WORK INSTRUCTION: Without skipping anything, transcribe the listing that follows.

PROVIDED DATA:
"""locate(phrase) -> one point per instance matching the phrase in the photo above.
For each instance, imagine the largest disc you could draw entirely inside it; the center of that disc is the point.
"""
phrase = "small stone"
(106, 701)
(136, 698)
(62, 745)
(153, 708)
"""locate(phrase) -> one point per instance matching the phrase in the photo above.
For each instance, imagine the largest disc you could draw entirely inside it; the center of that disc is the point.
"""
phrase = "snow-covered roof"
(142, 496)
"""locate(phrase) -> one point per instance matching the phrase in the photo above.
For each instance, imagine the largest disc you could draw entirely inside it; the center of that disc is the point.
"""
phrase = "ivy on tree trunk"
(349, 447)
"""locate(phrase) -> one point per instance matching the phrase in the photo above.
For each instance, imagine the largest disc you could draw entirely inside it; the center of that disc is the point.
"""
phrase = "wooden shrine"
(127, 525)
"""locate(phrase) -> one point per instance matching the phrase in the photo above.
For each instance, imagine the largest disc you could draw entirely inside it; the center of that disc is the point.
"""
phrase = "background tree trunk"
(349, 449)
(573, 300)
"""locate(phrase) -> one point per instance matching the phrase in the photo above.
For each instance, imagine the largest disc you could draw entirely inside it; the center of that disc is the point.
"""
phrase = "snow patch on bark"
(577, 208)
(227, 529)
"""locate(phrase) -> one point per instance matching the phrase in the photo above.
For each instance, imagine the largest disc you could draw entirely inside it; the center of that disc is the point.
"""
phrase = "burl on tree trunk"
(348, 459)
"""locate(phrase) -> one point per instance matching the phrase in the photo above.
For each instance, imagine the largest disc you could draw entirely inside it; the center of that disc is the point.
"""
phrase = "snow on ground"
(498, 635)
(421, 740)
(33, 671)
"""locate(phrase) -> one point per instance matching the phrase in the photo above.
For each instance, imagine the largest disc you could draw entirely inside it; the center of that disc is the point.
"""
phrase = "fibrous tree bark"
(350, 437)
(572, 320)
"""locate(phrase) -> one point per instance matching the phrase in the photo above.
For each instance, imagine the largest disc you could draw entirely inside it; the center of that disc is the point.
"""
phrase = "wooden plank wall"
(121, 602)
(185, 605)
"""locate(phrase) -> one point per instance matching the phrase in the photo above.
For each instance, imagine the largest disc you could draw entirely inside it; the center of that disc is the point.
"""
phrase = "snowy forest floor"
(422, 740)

OUTPUT FOR THIS TASK:
"""locate(phrase) -> one point per instance matching the phrase in the photo above.
For each instance, imagine the largest disc you could draw entirely inside it; the center of that disc is the point.
"""
phrase = "small stone"
(106, 701)
(136, 698)
(62, 745)
(153, 708)
"""locate(phrase) -> one point per instance matching the phrase in the photo above.
For each instance, imagine the largest disc you could draw entirely inside it; the center of that disc is the point.
"""
phrase = "snow-covered roof"
(142, 496)
"""locate(phrase) -> one point per instance matching the phrase in the photo above.
For each instance, imagine the largest disc you could draw entirely inside it; the center of that disc is the point.
"""
phrase = "ivy on tree trunk"
(349, 447)
"""locate(phrase) -> one point per instance matching the phrase in the photo above.
For each instance, imagine the largest disc you could draw entirely inside it; the center of that disc is the point.
"""
phrase = "wooden shrine"
(127, 525)
"""locate(phrase) -> one point per instance matching the phrase in the photo above.
For each instance, imagine the largest disc you could draw entirely inside it; the center of that disc is the point.
"""
phrase = "background tree trunk"
(349, 449)
(573, 300)
"""locate(phrase) -> one point per instance matching the phrase in the photo above.
For each instance, imagine the largest disc you could draw entirely inside it; the center of that disc is the point.
"""
phrase = "snow patch on bark"
(577, 208)
(227, 529)
"""locate(phrase) -> one point per instance matching the phrase in the photo above.
For each instance, imagine the largest disc you could draw entirely inside it; the center of that disc is the point.
"""
phrase = "burl on tree trunk"
(348, 459)
"""locate(phrase) -> one point per instance matching the phrase in the photo above.
For each instance, imagine the largest disc you could draw entirely inside it; the center of that disc is the point.
"""
phrase = "snow on ground"
(498, 635)
(421, 740)
(33, 671)
"""locate(phrase) -> one point per instance matching the phrase in the photo above.
For each instance, imagine the largest disc you could draw entirely inside it; the center of that disc is the point.
"""
phrase = "fibrous tree bark"
(350, 437)
(572, 320)
"""locate(phrase) -> one point per instance matching the phrase in the photo above.
For each instance, imagine the largest disc you could draw entirely inside it; the center of that disc is the point.
"""
phrase = "wooden plank wall"
(121, 602)
(185, 605)
"""locate(phrase) -> one point per instance matching the phrase in the photo above.
For each instance, imagine the largest disc you could draw entirely inside it; the center of that disc is the point.
"""
phrase = "snowy forest floor"
(422, 740)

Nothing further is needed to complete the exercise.